* THE TASK
Scan the material below and count each line with the string "shadow". Reply with the count alone.

[[ RECORDS FOR THE TASK, beginning ]]

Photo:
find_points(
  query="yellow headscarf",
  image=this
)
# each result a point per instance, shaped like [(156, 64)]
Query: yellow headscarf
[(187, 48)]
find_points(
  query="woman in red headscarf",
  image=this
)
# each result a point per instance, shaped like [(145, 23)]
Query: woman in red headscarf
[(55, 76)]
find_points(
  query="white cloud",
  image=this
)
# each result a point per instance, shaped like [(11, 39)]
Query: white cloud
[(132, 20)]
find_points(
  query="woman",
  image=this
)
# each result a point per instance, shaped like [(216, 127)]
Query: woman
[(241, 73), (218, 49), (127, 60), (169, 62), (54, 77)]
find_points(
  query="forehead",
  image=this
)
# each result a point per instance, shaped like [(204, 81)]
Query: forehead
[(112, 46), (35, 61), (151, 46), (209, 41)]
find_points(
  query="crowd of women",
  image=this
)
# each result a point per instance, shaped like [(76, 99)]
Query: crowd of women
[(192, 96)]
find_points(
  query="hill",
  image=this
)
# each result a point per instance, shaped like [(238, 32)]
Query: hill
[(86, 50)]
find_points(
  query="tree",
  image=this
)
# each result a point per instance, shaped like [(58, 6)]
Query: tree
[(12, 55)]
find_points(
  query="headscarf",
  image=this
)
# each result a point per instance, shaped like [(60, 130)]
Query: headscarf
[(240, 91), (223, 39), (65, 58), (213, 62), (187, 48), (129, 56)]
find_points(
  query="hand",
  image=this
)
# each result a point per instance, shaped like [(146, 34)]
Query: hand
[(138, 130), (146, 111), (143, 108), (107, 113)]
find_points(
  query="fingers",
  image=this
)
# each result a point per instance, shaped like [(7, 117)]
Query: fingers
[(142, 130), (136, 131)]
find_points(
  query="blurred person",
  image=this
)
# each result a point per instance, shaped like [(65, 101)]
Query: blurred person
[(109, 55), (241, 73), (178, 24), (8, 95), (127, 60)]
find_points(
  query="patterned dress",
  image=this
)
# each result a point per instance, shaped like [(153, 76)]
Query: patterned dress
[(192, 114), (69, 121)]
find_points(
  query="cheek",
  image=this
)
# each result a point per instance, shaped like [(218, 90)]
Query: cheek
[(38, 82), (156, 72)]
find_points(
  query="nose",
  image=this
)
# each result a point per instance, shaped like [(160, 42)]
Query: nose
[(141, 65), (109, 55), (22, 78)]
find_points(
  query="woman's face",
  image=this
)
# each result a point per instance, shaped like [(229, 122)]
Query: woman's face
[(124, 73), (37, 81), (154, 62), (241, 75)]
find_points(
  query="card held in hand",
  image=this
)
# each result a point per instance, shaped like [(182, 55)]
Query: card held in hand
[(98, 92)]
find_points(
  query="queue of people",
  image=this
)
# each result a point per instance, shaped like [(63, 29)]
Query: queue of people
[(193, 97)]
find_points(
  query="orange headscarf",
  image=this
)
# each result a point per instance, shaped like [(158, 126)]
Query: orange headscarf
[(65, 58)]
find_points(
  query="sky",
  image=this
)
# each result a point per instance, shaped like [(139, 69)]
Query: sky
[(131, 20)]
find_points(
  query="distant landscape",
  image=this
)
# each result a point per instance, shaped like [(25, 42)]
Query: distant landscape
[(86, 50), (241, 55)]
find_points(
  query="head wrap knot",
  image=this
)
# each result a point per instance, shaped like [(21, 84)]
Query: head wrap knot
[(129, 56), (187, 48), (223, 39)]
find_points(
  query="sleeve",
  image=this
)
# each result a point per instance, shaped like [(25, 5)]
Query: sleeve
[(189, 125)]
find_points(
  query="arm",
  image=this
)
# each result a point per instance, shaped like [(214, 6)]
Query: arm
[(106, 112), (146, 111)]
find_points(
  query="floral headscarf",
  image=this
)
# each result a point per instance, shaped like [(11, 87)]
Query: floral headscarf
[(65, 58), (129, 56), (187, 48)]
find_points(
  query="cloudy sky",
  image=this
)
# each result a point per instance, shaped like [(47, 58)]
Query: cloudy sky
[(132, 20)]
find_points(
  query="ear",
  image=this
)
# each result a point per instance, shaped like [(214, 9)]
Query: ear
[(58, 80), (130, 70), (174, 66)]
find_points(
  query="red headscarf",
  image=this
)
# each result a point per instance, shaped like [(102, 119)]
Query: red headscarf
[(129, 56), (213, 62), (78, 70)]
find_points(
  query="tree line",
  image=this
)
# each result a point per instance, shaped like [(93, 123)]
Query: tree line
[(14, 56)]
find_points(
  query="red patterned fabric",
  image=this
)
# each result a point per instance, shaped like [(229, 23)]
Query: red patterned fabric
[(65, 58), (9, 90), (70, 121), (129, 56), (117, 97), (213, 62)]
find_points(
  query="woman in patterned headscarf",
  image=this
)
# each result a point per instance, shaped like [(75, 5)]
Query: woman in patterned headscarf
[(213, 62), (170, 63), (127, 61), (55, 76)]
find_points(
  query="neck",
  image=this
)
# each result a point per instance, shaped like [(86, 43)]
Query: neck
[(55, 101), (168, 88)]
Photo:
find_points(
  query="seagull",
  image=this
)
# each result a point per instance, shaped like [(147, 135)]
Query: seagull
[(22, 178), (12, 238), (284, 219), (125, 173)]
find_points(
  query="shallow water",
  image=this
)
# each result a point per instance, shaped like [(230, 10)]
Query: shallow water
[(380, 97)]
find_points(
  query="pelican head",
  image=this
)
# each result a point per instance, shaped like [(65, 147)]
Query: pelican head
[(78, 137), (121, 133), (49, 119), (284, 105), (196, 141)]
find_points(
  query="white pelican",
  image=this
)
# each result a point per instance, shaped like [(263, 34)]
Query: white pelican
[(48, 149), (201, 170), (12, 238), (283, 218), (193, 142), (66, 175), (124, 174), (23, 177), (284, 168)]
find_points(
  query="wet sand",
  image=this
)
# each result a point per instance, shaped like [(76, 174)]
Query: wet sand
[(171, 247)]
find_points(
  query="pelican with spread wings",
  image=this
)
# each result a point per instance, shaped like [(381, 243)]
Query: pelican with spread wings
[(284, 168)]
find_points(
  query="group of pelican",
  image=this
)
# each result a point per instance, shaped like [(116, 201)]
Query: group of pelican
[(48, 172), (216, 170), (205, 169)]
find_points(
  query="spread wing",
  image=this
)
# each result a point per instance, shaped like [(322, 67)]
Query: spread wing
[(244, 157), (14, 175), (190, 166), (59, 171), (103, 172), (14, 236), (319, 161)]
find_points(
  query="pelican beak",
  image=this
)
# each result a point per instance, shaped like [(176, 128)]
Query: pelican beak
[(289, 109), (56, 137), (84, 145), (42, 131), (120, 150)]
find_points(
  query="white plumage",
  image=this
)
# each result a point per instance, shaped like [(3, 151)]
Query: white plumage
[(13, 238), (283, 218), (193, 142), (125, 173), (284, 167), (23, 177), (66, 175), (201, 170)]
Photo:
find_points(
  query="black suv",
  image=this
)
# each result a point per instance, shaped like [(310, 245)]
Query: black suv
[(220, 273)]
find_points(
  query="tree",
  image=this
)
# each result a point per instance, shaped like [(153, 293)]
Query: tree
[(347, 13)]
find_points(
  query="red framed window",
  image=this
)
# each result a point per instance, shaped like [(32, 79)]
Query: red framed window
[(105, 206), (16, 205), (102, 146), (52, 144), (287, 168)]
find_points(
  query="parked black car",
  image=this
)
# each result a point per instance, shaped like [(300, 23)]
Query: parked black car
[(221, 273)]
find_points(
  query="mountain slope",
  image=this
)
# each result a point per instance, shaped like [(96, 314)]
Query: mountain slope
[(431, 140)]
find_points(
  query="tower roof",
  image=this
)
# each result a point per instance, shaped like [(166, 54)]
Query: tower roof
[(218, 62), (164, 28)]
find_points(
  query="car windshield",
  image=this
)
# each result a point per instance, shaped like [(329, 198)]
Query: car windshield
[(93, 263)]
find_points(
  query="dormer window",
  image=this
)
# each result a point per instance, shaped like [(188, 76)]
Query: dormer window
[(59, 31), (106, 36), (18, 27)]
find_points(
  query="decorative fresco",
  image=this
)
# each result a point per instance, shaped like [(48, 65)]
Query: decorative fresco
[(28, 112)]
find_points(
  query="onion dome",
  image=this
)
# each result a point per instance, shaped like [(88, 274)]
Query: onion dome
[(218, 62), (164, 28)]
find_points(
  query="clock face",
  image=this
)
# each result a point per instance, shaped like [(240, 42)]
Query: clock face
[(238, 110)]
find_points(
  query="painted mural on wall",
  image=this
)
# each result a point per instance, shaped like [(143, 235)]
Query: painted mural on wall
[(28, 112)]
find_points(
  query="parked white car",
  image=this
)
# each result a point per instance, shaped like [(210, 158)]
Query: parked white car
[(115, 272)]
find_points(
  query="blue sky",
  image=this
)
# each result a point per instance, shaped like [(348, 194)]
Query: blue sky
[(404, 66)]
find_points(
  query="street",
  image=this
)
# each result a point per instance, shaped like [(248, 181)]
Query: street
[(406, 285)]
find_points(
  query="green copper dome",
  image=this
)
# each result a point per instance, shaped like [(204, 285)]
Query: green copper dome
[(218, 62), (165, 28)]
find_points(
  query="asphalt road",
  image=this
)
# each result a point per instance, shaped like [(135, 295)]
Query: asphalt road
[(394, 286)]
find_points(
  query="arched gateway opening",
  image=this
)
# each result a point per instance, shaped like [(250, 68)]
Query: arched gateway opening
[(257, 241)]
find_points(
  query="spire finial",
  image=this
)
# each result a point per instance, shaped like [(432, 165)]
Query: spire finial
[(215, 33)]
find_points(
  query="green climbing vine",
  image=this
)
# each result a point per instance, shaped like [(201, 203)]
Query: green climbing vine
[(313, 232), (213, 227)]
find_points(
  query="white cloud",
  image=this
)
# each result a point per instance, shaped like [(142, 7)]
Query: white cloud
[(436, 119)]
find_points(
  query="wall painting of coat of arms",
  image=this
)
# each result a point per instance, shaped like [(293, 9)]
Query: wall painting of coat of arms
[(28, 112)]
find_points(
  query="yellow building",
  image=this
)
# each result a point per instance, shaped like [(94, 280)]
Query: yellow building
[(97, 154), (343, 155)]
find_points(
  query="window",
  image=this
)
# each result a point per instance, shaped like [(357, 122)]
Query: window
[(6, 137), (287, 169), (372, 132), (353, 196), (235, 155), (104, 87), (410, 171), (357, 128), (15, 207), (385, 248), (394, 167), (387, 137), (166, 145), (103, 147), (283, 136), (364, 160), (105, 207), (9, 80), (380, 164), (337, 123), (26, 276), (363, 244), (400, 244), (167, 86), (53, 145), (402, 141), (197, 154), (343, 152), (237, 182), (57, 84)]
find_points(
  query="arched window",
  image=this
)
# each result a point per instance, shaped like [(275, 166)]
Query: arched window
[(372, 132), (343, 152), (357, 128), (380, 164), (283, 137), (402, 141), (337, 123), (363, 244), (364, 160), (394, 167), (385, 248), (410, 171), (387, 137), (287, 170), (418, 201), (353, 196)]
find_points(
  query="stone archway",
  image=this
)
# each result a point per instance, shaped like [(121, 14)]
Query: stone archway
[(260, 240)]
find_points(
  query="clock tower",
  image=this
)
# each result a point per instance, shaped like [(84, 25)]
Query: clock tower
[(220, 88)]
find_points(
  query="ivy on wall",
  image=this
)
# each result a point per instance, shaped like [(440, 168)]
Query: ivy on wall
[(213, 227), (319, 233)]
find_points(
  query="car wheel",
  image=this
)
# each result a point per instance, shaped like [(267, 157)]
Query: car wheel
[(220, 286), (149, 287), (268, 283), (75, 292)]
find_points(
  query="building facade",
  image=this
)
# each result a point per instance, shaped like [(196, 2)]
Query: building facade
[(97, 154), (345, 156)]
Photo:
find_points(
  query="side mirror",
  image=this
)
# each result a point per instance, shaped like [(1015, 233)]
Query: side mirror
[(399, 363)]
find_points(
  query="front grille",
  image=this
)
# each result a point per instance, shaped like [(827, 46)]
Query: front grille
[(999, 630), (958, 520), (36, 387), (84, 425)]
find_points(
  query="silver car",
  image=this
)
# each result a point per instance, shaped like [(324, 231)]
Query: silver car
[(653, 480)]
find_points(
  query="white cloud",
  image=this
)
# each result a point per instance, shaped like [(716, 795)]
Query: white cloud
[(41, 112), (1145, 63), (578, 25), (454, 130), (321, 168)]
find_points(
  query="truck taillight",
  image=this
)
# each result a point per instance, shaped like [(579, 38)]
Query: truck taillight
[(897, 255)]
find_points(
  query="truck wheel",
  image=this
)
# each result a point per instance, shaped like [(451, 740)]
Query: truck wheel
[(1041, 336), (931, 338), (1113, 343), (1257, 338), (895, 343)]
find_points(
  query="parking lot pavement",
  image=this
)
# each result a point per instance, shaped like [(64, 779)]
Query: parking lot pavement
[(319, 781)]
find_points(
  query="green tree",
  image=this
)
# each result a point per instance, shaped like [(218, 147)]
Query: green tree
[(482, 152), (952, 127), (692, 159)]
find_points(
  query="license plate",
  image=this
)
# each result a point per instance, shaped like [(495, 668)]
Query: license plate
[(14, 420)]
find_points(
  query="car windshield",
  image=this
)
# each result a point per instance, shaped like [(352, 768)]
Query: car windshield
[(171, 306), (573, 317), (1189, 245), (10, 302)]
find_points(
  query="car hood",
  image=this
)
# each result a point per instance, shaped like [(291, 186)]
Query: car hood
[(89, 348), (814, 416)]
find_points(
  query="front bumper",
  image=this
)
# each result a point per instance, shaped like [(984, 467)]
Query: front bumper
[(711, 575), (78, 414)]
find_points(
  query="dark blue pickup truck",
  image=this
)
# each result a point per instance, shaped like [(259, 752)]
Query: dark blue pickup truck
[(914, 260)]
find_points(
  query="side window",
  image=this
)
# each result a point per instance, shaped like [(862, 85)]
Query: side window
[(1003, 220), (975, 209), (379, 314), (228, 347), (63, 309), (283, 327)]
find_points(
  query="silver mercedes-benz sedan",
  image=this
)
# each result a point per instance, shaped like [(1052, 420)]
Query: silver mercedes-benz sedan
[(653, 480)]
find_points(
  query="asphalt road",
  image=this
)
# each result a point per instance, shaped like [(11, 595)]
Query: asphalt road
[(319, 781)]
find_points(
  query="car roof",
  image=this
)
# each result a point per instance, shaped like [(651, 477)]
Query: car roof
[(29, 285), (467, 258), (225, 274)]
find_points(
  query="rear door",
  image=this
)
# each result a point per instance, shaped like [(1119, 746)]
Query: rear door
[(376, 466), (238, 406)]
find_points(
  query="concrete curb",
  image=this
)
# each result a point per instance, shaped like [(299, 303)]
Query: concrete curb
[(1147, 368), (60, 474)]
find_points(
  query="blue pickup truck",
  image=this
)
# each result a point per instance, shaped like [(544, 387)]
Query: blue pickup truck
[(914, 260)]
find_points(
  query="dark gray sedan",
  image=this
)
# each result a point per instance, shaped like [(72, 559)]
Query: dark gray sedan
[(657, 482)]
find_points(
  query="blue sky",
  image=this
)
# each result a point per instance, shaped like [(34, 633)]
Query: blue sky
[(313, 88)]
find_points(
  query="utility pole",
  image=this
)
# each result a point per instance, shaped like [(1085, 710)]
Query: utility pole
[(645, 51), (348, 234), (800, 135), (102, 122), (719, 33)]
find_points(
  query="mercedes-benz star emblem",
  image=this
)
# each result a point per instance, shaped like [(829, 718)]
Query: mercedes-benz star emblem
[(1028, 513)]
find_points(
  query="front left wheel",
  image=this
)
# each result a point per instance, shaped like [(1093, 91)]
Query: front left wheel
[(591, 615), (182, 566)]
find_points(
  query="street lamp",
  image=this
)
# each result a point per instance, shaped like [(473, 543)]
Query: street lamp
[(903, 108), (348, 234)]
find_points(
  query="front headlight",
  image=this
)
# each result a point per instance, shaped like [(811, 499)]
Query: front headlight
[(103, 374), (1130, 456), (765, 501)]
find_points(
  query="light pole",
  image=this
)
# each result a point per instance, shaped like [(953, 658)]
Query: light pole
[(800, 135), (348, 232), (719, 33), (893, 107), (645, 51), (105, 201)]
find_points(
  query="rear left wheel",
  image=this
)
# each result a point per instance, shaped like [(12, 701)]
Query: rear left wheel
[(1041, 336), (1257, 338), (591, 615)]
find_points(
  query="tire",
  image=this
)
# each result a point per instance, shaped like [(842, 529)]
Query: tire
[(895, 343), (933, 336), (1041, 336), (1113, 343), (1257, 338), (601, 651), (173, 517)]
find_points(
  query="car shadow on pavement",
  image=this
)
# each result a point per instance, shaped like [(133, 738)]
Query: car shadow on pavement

[[ RECORDS FOR THE TASK, end ]]

* RESPONSE AREA
2